Print the listing below in its entirety, character for character.

*Supplied material*

──────────────────────────────

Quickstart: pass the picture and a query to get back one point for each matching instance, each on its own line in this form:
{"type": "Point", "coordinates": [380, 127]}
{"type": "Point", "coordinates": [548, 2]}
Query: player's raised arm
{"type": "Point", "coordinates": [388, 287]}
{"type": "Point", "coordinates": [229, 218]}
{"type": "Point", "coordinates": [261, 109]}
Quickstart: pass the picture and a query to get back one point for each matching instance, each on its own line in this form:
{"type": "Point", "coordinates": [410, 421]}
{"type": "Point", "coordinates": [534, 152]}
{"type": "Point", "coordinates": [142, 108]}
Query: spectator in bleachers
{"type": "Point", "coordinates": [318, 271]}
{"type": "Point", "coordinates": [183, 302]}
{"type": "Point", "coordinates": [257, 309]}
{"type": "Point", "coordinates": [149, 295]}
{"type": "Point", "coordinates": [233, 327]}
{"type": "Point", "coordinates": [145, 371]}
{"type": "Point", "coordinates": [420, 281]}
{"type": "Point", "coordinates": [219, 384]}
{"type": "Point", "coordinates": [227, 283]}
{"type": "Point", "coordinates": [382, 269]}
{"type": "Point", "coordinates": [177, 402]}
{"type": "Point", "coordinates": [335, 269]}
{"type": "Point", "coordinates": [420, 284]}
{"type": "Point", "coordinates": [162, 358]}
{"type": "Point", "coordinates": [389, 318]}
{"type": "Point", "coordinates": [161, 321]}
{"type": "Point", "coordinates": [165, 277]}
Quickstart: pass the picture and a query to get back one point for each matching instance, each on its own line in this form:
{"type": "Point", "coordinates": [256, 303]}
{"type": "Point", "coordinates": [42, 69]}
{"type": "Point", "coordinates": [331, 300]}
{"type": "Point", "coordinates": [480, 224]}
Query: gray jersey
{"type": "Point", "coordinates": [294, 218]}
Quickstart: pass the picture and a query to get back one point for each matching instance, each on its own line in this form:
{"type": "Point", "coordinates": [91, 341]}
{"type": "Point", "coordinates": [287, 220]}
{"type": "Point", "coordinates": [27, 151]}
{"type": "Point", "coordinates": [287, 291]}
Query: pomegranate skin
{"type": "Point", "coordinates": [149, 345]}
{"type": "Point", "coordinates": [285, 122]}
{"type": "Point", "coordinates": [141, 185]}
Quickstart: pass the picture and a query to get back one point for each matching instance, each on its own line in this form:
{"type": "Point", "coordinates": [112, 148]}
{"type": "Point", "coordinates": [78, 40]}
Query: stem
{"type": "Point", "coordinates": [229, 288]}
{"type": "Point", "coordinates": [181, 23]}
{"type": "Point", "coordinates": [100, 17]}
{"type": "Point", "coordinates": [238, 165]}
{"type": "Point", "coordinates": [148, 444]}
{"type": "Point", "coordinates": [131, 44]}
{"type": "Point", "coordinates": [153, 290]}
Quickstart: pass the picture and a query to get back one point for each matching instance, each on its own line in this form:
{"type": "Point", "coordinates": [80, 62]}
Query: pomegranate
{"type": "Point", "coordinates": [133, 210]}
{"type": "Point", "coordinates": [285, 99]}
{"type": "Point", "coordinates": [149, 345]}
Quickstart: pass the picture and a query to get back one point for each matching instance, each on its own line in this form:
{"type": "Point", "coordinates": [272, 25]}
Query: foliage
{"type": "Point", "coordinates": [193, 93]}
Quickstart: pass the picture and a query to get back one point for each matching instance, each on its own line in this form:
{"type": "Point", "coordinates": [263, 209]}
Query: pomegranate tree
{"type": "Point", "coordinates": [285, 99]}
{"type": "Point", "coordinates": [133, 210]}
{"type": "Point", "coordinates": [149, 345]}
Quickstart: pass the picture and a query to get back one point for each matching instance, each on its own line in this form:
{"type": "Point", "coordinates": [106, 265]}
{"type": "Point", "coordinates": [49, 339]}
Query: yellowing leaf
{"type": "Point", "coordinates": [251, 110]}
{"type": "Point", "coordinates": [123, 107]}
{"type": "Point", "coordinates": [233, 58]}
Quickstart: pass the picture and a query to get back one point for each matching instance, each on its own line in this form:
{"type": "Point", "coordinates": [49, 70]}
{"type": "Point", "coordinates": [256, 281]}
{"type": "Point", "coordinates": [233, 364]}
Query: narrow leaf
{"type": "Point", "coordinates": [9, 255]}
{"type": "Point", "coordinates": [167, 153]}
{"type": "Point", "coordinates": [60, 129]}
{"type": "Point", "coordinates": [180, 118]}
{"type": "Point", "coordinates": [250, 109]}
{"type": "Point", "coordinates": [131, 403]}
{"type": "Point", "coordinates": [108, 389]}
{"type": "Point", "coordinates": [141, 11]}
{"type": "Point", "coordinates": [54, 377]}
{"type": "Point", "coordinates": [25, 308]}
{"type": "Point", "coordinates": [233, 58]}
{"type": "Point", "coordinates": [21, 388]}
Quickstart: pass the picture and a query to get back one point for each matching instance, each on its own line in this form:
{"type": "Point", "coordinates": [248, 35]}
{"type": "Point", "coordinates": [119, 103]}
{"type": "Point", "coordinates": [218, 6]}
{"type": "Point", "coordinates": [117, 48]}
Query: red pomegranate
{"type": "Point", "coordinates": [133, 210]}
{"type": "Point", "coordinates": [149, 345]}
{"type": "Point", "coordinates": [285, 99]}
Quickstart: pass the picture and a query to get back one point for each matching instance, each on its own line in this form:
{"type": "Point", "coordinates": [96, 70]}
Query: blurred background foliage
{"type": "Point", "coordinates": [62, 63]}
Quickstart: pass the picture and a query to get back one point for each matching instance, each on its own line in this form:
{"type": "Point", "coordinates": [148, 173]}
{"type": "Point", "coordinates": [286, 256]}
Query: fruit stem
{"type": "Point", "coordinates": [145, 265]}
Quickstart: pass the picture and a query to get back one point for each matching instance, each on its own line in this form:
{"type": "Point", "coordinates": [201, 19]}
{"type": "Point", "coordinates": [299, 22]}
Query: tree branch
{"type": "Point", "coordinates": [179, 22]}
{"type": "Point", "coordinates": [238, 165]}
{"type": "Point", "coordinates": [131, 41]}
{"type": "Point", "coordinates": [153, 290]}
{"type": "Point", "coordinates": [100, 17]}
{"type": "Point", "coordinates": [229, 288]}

──────────────────────────────

*Output of the task*
Quickstart: pass the picture and a query to get back one point for each matching instance, each on its own line in this form:
{"type": "Point", "coordinates": [380, 127]}
{"type": "Point", "coordinates": [548, 2]}
Query: player's raised arm
{"type": "Point", "coordinates": [388, 287]}
{"type": "Point", "coordinates": [229, 218]}
{"type": "Point", "coordinates": [261, 109]}
Quickstart: pass the picture and a query to get back one point for each matching instance, each on its own line in this form:
{"type": "Point", "coordinates": [410, 421]}
{"type": "Point", "coordinates": [534, 152]}
{"type": "Point", "coordinates": [142, 108]}
Query: spectator in bleachers
{"type": "Point", "coordinates": [318, 271]}
{"type": "Point", "coordinates": [183, 302]}
{"type": "Point", "coordinates": [257, 309]}
{"type": "Point", "coordinates": [149, 295]}
{"type": "Point", "coordinates": [233, 327]}
{"type": "Point", "coordinates": [145, 371]}
{"type": "Point", "coordinates": [420, 281]}
{"type": "Point", "coordinates": [219, 384]}
{"type": "Point", "coordinates": [227, 283]}
{"type": "Point", "coordinates": [382, 269]}
{"type": "Point", "coordinates": [177, 402]}
{"type": "Point", "coordinates": [335, 269]}
{"type": "Point", "coordinates": [420, 284]}
{"type": "Point", "coordinates": [162, 358]}
{"type": "Point", "coordinates": [389, 318]}
{"type": "Point", "coordinates": [161, 321]}
{"type": "Point", "coordinates": [165, 277]}
Quickstart: pass the picture and a query to get back one point for each matching instance, each on its own line in this form:
{"type": "Point", "coordinates": [256, 303]}
{"type": "Point", "coordinates": [42, 69]}
{"type": "Point", "coordinates": [331, 300]}
{"type": "Point", "coordinates": [480, 224]}
Query: gray jersey
{"type": "Point", "coordinates": [294, 218]}
Quickstart: pass the picture and a query to get back one point for each matching instance, each on its own line in this form:
{"type": "Point", "coordinates": [91, 341]}
{"type": "Point", "coordinates": [287, 220]}
{"type": "Point", "coordinates": [27, 151]}
{"type": "Point", "coordinates": [287, 291]}
Query: pomegranate skin
{"type": "Point", "coordinates": [149, 345]}
{"type": "Point", "coordinates": [285, 122]}
{"type": "Point", "coordinates": [141, 185]}
Quickstart: pass the picture and a query to get back one point for each matching instance, each on its own line in this form:
{"type": "Point", "coordinates": [112, 148]}
{"type": "Point", "coordinates": [78, 40]}
Query: stem
{"type": "Point", "coordinates": [229, 288]}
{"type": "Point", "coordinates": [181, 23]}
{"type": "Point", "coordinates": [100, 17]}
{"type": "Point", "coordinates": [238, 165]}
{"type": "Point", "coordinates": [148, 444]}
{"type": "Point", "coordinates": [131, 44]}
{"type": "Point", "coordinates": [153, 290]}
Quickstart: pass the picture and a query to get back one point for each matching instance, each on its own line in this form:
{"type": "Point", "coordinates": [80, 62]}
Query: pomegranate
{"type": "Point", "coordinates": [133, 210]}
{"type": "Point", "coordinates": [285, 99]}
{"type": "Point", "coordinates": [149, 345]}
Quickstart: pass the picture and a query to get back one point for each matching instance, each on its own line in this form:
{"type": "Point", "coordinates": [272, 25]}
Query: foliage
{"type": "Point", "coordinates": [193, 93]}
Quickstart: pass the picture and a query to get back one point for each matching instance, each on its own line in this form:
{"type": "Point", "coordinates": [263, 209]}
Query: pomegranate tree
{"type": "Point", "coordinates": [285, 99]}
{"type": "Point", "coordinates": [133, 210]}
{"type": "Point", "coordinates": [149, 345]}
Quickstart: pass the picture and a query to get back one point for each matching instance, each on its own line in this form:
{"type": "Point", "coordinates": [106, 265]}
{"type": "Point", "coordinates": [49, 339]}
Query: yellowing leaf
{"type": "Point", "coordinates": [251, 110]}
{"type": "Point", "coordinates": [123, 107]}
{"type": "Point", "coordinates": [233, 58]}
Quickstart: pass the picture and a query to get back one point for each matching instance, each on its own line in this form:
{"type": "Point", "coordinates": [49, 70]}
{"type": "Point", "coordinates": [256, 281]}
{"type": "Point", "coordinates": [233, 364]}
Query: narrow leaf
{"type": "Point", "coordinates": [9, 255]}
{"type": "Point", "coordinates": [167, 153]}
{"type": "Point", "coordinates": [60, 129]}
{"type": "Point", "coordinates": [180, 118]}
{"type": "Point", "coordinates": [250, 109]}
{"type": "Point", "coordinates": [131, 403]}
{"type": "Point", "coordinates": [108, 389]}
{"type": "Point", "coordinates": [141, 11]}
{"type": "Point", "coordinates": [54, 377]}
{"type": "Point", "coordinates": [25, 308]}
{"type": "Point", "coordinates": [233, 58]}
{"type": "Point", "coordinates": [21, 388]}
Quickstart: pass the picture and a query to get back one point for each matching instance, each on its own line in this form:
{"type": "Point", "coordinates": [248, 35]}
{"type": "Point", "coordinates": [119, 103]}
{"type": "Point", "coordinates": [218, 6]}
{"type": "Point", "coordinates": [117, 48]}
Query: red pomegranate
{"type": "Point", "coordinates": [133, 210]}
{"type": "Point", "coordinates": [149, 345]}
{"type": "Point", "coordinates": [285, 99]}
Quickstart: pass the picture and a query to get back one point for each matching instance, each on its own line in this form:
{"type": "Point", "coordinates": [96, 70]}
Query: blurred background foliage
{"type": "Point", "coordinates": [62, 63]}
Quickstart: pass the picture and a query to get back one point for each matching instance, each on its own line in this form:
{"type": "Point", "coordinates": [148, 173]}
{"type": "Point", "coordinates": [286, 256]}
Query: fruit stem
{"type": "Point", "coordinates": [145, 265]}
Quickstart: pass the picture and a query to get back one point for each matching instance, each on its own line in this form:
{"type": "Point", "coordinates": [201, 19]}
{"type": "Point", "coordinates": [299, 22]}
Query: tree branch
{"type": "Point", "coordinates": [179, 22]}
{"type": "Point", "coordinates": [238, 165]}
{"type": "Point", "coordinates": [131, 41]}
{"type": "Point", "coordinates": [153, 290]}
{"type": "Point", "coordinates": [100, 17]}
{"type": "Point", "coordinates": [229, 288]}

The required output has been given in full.